[Excerpts of labeled region data]
◇ ◇ ◇ ◇

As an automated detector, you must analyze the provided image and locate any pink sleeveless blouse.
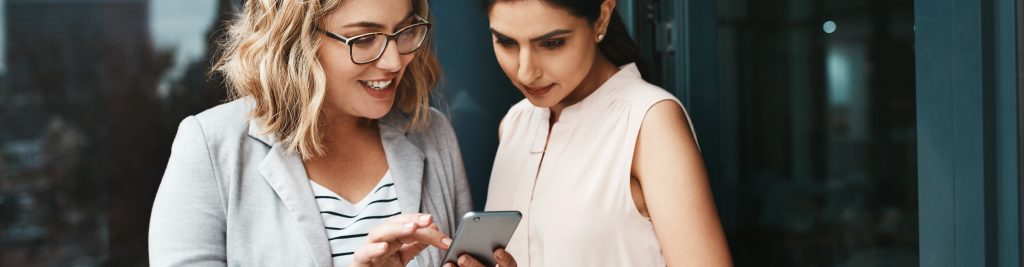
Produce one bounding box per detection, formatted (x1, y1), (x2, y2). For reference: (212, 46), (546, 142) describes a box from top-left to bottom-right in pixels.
(486, 63), (692, 266)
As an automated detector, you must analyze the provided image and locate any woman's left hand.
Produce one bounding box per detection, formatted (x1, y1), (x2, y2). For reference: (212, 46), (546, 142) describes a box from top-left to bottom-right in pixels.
(444, 249), (517, 267)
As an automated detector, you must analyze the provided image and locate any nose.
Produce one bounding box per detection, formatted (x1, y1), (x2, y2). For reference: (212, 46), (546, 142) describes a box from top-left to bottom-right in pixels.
(374, 40), (401, 73)
(516, 49), (541, 85)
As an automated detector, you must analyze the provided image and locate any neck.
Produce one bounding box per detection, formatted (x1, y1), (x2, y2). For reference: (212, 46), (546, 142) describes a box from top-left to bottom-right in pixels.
(323, 106), (379, 155)
(550, 51), (618, 124)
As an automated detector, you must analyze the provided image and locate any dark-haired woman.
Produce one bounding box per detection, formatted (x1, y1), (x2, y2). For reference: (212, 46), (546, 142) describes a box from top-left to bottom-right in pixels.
(448, 0), (731, 266)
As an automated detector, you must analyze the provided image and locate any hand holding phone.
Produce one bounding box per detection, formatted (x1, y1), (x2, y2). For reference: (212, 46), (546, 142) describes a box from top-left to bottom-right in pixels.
(442, 211), (522, 266)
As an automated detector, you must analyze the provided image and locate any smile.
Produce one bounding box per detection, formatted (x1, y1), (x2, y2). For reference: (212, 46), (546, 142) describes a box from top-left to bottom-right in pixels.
(359, 79), (394, 91)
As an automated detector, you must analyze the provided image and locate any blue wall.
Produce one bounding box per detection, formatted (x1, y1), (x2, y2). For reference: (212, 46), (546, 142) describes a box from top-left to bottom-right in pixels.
(430, 0), (522, 210)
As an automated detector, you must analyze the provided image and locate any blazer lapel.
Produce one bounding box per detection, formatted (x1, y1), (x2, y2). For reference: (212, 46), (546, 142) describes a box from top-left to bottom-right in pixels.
(249, 123), (333, 267)
(379, 110), (426, 214)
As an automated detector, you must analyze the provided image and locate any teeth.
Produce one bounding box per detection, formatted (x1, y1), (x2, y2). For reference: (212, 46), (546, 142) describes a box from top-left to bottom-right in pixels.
(360, 80), (393, 90)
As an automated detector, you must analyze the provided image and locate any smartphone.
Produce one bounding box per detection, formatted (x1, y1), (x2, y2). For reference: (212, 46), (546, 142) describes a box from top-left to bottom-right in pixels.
(441, 211), (522, 266)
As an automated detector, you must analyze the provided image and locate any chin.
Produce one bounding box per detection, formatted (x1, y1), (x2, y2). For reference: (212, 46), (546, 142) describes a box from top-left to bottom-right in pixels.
(361, 105), (391, 120)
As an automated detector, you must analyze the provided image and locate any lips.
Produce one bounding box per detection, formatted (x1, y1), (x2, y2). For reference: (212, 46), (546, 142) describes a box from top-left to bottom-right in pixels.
(359, 79), (397, 98)
(523, 84), (555, 96)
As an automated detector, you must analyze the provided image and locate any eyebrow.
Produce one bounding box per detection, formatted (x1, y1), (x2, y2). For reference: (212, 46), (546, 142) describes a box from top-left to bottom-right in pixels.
(490, 29), (572, 42)
(341, 11), (413, 30)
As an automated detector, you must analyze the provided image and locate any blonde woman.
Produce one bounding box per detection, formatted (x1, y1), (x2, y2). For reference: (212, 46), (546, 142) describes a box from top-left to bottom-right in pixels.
(150, 0), (470, 266)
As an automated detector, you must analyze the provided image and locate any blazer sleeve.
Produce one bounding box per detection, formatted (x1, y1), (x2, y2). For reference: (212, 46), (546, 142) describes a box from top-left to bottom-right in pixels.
(432, 113), (473, 223)
(150, 117), (227, 267)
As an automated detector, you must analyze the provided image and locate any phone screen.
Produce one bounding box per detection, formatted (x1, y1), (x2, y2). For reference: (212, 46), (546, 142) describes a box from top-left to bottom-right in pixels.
(441, 211), (522, 266)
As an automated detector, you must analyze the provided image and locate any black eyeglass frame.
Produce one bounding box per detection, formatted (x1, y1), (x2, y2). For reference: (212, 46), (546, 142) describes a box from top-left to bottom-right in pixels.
(319, 15), (431, 64)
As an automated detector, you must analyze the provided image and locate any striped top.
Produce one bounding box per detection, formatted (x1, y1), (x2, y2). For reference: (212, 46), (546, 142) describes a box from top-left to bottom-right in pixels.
(309, 170), (416, 266)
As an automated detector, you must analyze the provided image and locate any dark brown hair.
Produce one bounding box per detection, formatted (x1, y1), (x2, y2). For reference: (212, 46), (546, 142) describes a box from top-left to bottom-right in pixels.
(483, 0), (649, 77)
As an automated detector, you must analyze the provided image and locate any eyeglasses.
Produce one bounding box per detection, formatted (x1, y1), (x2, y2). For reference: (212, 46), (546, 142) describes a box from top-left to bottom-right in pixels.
(321, 15), (430, 64)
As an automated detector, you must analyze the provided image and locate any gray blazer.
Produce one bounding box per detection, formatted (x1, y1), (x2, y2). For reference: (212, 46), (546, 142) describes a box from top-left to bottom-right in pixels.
(150, 98), (471, 266)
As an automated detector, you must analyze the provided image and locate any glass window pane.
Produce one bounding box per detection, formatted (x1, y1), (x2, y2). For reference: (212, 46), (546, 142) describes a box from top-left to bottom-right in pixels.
(0, 0), (231, 266)
(712, 0), (918, 266)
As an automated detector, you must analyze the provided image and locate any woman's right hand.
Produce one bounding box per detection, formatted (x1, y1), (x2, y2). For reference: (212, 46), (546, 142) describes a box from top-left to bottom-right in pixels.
(349, 214), (452, 267)
(443, 249), (517, 267)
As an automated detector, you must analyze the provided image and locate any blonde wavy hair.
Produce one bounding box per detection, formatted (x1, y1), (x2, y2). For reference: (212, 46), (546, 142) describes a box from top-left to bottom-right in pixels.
(211, 0), (440, 160)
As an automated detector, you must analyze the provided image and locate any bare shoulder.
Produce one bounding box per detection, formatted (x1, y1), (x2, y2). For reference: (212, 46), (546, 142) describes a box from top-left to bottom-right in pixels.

◇ ◇ ◇ ◇

### What is needed:
Please repeat all of the material above line for line, leaving out the pictures.

### Written solution:
As an automated detector, you must analyze the provided image and locate any pink sleeveless blouse.
Produce one bounding box per detection, formatted (x1, y1), (x2, y2). For reference: (212, 46), (546, 142) describes a box from top-left to bottom-right in pixels.
(486, 63), (692, 266)
As an automated detector, you must analyze the provided image and locate any woman's left hand.
Produce one bounding box per detection, formatted (x1, y1), (x2, y2). For reference: (212, 46), (546, 142) describes a box from top-left to bottom-right in pixels.
(444, 249), (517, 267)
As an automated detector, you must analyze the provided image and locate any nose.
Produce one bounding box per detection, formatted (x1, y1), (x2, y2). For reference: (212, 46), (546, 142) describes a box from top-left to bottom-right in pixels.
(374, 40), (401, 73)
(516, 49), (541, 85)
As an automated detector, you must analyze the provided image and locate any neck.
Produce one bounding box per detection, formatted (x1, y1), (x2, y2). For reference: (212, 46), (546, 142) describes a box from top-left to bottom-right in pixels.
(323, 106), (379, 155)
(550, 51), (618, 124)
As an automated detector, you must analyze the provided image and locate any dark-haired woman.
Produce one bounding box per detection, formatted (x1, y1), (x2, y2). For reference: (212, 46), (546, 142) describes a box from top-left to bottom-right in pixels.
(448, 0), (731, 266)
As an automated detector, you must analyze the provided image and locate any hand holding phone.
Produce one bounding box per detection, formatted (x1, y1), (x2, y2). For reference: (212, 46), (546, 142) describes a box from top-left to bottom-right in pixels.
(442, 211), (522, 266)
As an automated detector, you must analyze the provided image and locate any smile.
Produce one bounding box per detection, formatted (x1, y1), (x2, y2). For reference: (212, 46), (546, 142) describes a box from top-left to bottom-right in pixels.
(359, 79), (394, 91)
As an automated detector, you must analyze the provided image and locate any blue wall.
Produce one bounding box per detection, formatted (x1, y1), (x2, y2). For reference: (212, 46), (546, 142) describes a box from top-left to bottom-right in pixels.
(430, 0), (522, 210)
As an automated detector, you must analyze the provided image and locate any blazer lapel.
Produce one bounding box per detection, formatted (x1, y1), (x2, y2). For reference: (212, 46), (546, 142) describes a box from top-left to bottom-right in pixels.
(249, 123), (333, 267)
(379, 110), (426, 214)
As an automated detector, you must analyze the provided image and locate any teeth.
Produce one bounding box per detection, formatted (x1, y1), (x2, y2). For reference: (212, 46), (546, 142) describes a box from top-left to bottom-right in pixels.
(360, 80), (393, 90)
As an automated detector, you must analyze the provided image and locate any smartphone.
Produce one bounding box per detection, formatted (x1, y1), (x2, y2). For reference: (212, 46), (546, 142) describes a box from top-left to bottom-right in pixels.
(441, 211), (522, 266)
As an automated detector, you must analyze the provided image and locate any chin.
Produce one bounding box per detection, formatted (x1, y1), (x2, y2). For reference: (212, 46), (546, 142) describes a box from top-left to bottom-right in pixels.
(361, 105), (391, 120)
As an automated detector, you must analyze the provided image and locate any lips.
Produce one bounding box per detection, formatted (x1, y1), (x2, y2). For reference: (212, 46), (546, 142) describes a box from top-left to bottom-right in pixels.
(359, 79), (397, 98)
(523, 84), (555, 96)
As an automated detector, you must analyze the provided image and locate any eyebrow.
Produce one bounding box per detection, formatted (x1, y1), (x2, y2). For reference: (212, 46), (546, 142) describes a box from top-left to bottom-right in pixels.
(490, 29), (572, 42)
(341, 11), (413, 30)
As an automated detector, you must analyze the provided image and locate any blonde woman.
Produce one bounding box per detection, formatted (x1, y1), (x2, y2). For reference: (212, 46), (546, 142) describes a box from top-left to bottom-right in pixels.
(150, 0), (470, 266)
As an automated detector, you must analyze the provided image and locate any blazer sleeve.
Produce one bounding box per detection, formatted (x1, y1), (x2, y2). For reference: (212, 46), (546, 142) describes a box from top-left to bottom-right in pixels.
(432, 113), (473, 223)
(150, 117), (227, 267)
As an automated detector, you must analyze the provided image and locate any phone screen.
Produce one bounding box per detection, formatted (x1, y1), (x2, y2). For reference: (212, 46), (546, 142) describes a box from top-left to bottom-right in pixels.
(441, 211), (522, 266)
As an automated detector, you must analyze the provided image and locate any black eyeglass frame.
Produce one bounding box per detection, formatted (x1, y1), (x2, y2). For reference: (212, 46), (546, 142) describes a box from top-left to bottom-right in pixels.
(319, 15), (431, 64)
As an automated detector, you must analyze the provided image and locate any striped top.
Produce one bounding box per detection, formatted (x1, y1), (x2, y2). For reference: (212, 46), (546, 142) describes a box from top-left to bottom-right in pixels.
(309, 170), (416, 266)
As an automated detector, you must analyze the provided image and locate any dark brown hair.
Produce one bounding box per detection, formatted (x1, y1), (x2, y2). For reference: (212, 46), (546, 142) describes a box from top-left to bottom-right in pixels.
(483, 0), (649, 77)
As an automated detector, you must analyze the provided image and locate any eyeglasses.
Produce one bounding box per detection, formatted (x1, y1), (x2, y2). For reference: (212, 46), (546, 142) describes a box from top-left to bottom-right in pixels.
(321, 15), (430, 64)
As an automated detector, you must analyze the provided image and locate any gray blazer.
Produce one bounding box per detection, formatted (x1, y1), (x2, y2). For reference: (212, 46), (546, 142) describes a box from top-left to bottom-right in pixels.
(150, 98), (471, 266)
As an automated detector, you must analyze the provided image and locate any glass window pane.
Produce one bounding box per detection, formatted (x1, y1), (x2, y2). For reference: (212, 46), (546, 142) describes a box from top-left to bottom-right in pixels.
(0, 0), (231, 266)
(712, 0), (918, 266)
As an automated detector, you must analyze the provided image and locate any woman's right hand.
Produce one bounding box per detection, formatted (x1, y1), (x2, y2). For reference: (212, 46), (546, 142) describes a box from top-left to bottom-right in pixels.
(349, 214), (452, 267)
(443, 249), (517, 267)
As an automated detector, you must analyze the provided image and locate any blonde wavy hair.
Produce one bounding box per detection, formatted (x1, y1), (x2, y2). For reference: (212, 46), (546, 142) describes a box from top-left to bottom-right in pixels.
(211, 0), (440, 160)
As an automated detector, you must analyze the provided image and locate any bare shoulder.
Produce one bounding box per detection, formatted (x1, y1), (x2, y2). For reference: (212, 46), (546, 142) describes a box from top-left to bottom-right in pixels.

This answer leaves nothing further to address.